» **PROBLEM TO SOLVE**
Please write out every entry below, word for word.

[Point-per-instance localization data]
== == ==

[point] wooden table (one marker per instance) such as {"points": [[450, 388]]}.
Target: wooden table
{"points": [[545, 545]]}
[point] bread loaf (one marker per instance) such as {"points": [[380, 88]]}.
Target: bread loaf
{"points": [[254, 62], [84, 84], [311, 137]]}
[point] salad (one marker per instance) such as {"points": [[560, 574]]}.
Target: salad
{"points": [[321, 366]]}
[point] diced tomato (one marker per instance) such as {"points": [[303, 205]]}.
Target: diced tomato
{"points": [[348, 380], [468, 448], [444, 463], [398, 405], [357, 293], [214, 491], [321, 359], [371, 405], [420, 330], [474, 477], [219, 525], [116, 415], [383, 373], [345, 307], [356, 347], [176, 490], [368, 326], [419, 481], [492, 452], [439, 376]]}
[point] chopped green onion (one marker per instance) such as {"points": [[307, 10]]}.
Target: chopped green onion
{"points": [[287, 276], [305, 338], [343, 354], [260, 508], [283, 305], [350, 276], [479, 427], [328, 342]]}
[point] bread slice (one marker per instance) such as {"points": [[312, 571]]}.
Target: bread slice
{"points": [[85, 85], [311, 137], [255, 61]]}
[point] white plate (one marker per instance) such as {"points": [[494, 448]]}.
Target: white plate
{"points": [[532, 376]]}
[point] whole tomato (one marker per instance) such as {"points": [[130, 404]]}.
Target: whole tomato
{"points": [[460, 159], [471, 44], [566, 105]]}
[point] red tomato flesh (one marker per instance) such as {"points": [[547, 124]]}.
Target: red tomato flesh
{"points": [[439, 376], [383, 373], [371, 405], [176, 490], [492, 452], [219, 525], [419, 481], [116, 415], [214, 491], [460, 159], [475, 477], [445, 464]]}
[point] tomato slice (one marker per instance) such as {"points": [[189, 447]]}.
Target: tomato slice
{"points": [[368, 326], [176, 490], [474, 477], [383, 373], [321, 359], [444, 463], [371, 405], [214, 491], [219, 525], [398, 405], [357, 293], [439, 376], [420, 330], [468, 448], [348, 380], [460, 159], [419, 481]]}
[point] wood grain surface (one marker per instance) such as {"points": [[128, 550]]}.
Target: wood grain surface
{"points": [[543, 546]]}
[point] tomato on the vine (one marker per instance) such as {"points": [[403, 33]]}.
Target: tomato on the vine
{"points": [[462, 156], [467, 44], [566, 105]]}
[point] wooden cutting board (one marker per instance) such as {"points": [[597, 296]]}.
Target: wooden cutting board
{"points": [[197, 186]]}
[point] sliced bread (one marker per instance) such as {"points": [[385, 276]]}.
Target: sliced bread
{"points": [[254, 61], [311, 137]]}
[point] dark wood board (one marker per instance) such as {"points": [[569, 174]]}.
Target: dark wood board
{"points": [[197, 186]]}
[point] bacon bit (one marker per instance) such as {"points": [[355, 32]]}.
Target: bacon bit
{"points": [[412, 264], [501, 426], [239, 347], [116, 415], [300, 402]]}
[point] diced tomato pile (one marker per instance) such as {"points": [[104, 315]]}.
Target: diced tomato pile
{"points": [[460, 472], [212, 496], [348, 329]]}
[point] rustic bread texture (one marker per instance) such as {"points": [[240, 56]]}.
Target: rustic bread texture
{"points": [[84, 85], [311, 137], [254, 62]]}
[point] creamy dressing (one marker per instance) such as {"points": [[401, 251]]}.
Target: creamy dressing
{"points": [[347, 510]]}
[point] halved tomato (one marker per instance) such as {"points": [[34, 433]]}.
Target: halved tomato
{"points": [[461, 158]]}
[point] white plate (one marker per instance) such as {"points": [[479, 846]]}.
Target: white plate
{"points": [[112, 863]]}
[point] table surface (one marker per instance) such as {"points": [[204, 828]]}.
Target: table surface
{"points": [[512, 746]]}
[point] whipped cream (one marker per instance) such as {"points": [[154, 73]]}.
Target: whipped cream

== == ==

» **REPLY TO THE EXERCISE**
[point] wooden table (one marker per instance) such as {"points": [[450, 388]]}.
Target: wooden table
{"points": [[545, 545]]}
[point] bread loaf (one marker per instance) such as {"points": [[380, 88]]}.
Target: bread loaf
{"points": [[254, 62], [84, 84], [311, 137]]}
[point] salad (one marker per instance) such as {"points": [[560, 574]]}.
Target: salad
{"points": [[321, 366]]}
[point] diced tomato (one marker per instance) such as {"points": [[303, 205]]}.
Target: diced tomato
{"points": [[348, 380], [468, 448], [444, 463], [398, 405], [357, 293], [214, 491], [321, 359], [371, 405], [420, 330], [474, 477], [219, 525], [116, 415], [383, 373], [345, 307], [356, 347], [176, 490], [368, 326], [419, 481], [492, 452], [439, 376]]}
[point] chopped green onion (one marker per instance) such as {"points": [[307, 10]]}.
Target: chopped green onion
{"points": [[287, 276], [305, 338], [343, 354], [260, 508], [283, 305], [350, 276], [479, 427], [328, 342]]}
[point] bread slice (one marker per instance) such as {"points": [[312, 571]]}.
Target: bread slice
{"points": [[85, 85], [311, 137], [255, 61]]}
[point] white plate (one marker per instance) such as {"points": [[494, 448]]}.
Target: white plate
{"points": [[532, 376]]}
[point] whole tomato (one marker per instance) such as {"points": [[130, 404]]}.
Target: whole tomato
{"points": [[460, 159], [471, 44], [566, 105]]}
[point] red tomato flesh (one marker per instance) such as {"points": [[547, 124]]}.
Target: red tomato flesh
{"points": [[439, 376], [383, 373], [371, 405], [176, 490], [492, 452], [219, 525], [419, 481], [116, 415], [214, 491], [460, 159], [475, 477], [445, 464]]}
[point] tomato slice (one marker per instance) such as {"points": [[189, 447]]}.
Target: tomato slice
{"points": [[368, 326], [176, 490], [474, 477], [383, 373], [321, 359], [444, 463], [371, 405], [214, 491], [219, 525], [398, 405], [357, 293], [439, 376], [420, 330], [468, 448], [348, 380], [460, 159], [419, 481]]}
[point] wood grain surface (one marker per instance) such as {"points": [[128, 550]]}.
Target: wood grain surface
{"points": [[543, 546]]}
[point] tomato on the vine (one marker per instance) such as {"points": [[403, 33]]}.
Target: tomato on the vine
{"points": [[462, 156], [467, 44], [566, 105]]}
[point] wooden cutting board (one marker per instance) such as {"points": [[597, 296]]}.
Target: wooden cutting board
{"points": [[197, 186]]}
[point] sliced bread (one marker per instance) such as {"points": [[385, 276]]}.
Target: sliced bread
{"points": [[254, 61], [311, 137]]}
[point] dark wood board (one marker per instance) such as {"points": [[569, 174]]}.
Target: dark wood board
{"points": [[197, 186]]}
[point] bacon bit (one marker per instance) such as {"points": [[355, 32]]}.
Target: bacon bit
{"points": [[412, 264], [501, 426], [239, 347], [116, 415], [300, 402]]}
[point] diced tomato pile (one marker per instance) such as {"points": [[104, 315]]}.
Target: diced tomato pile
{"points": [[460, 472], [212, 496], [348, 329]]}
[point] rustic bread texture (one marker per instance) such as {"points": [[240, 56]]}.
Target: rustic bread texture
{"points": [[84, 85], [311, 137], [254, 62]]}
[point] creamy dressing (one marker per instance) such as {"points": [[401, 251]]}.
Target: creamy dressing
{"points": [[347, 510]]}
[point] halved tomato (one marker per instance) such as {"points": [[34, 433]]}.
Target: halved tomato
{"points": [[461, 158]]}
[point] white plate (one marker per instance) such as {"points": [[479, 846]]}.
Target: white plate
{"points": [[112, 863]]}
[point] table surface (one marker per instance) such as {"points": [[204, 828]]}.
Target: table surface
{"points": [[512, 746]]}
[point] whipped cream (one marker per instance) such as {"points": [[154, 73]]}.
Target: whipped cream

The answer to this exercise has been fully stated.